[Collected data]
- Opening Delimiter -

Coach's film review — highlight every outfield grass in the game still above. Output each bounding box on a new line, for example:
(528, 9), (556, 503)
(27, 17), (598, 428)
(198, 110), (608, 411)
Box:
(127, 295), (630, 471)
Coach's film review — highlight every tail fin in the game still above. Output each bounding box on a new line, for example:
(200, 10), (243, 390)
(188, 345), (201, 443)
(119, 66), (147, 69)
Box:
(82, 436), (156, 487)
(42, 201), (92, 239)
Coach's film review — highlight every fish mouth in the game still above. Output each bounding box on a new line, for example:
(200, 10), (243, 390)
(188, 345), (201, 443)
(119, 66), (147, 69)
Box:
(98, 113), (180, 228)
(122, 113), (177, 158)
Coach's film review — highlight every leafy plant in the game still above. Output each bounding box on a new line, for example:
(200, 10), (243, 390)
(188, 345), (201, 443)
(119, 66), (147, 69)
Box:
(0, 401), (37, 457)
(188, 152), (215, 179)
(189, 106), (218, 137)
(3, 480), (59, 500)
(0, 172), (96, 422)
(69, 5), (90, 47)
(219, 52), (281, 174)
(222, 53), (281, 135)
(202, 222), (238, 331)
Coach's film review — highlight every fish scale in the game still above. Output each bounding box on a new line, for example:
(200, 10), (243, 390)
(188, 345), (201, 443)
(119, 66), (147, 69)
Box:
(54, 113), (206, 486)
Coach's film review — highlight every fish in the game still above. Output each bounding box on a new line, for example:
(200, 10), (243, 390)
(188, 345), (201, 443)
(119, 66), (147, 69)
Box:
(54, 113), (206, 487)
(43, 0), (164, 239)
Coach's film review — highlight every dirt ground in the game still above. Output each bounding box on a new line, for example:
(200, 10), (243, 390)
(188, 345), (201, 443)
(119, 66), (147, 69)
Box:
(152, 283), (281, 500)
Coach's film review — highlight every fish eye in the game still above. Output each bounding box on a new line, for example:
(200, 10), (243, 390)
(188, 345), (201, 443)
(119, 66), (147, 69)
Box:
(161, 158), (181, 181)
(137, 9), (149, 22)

- Closing Delimiter -

Brief | Where in the records does the word "example" appear? Copy each line that holds it.

Reply to the exercise |
Coach's film review — highlight every outfield grass in the game still above. Output each bounding box on a new line, for example:
Coach's film review — highlight every tail fin in the game still above. Output each bounding box on a new line, for example:
Coach's film review — highlight every fish mouth in the game still above. Output each bounding box on a new line, for example:
Coach's film review — highlight every leafy plant in the game still above. Output each bounding box on a new line, for example:
Coach's film review — highlight every fish scale in the game still above. Output each bounding box on a new line, for example:
Coach's film review — highlight every fish in the game still above. Output each bounding box on a new line, for example:
Coach's film review — highlight every dirt ground in the game still above. Output each bounding box on a new line, for example:
Coach's film review — highlight every fish eye in the game still above. Output each bounding box on a new line, for example:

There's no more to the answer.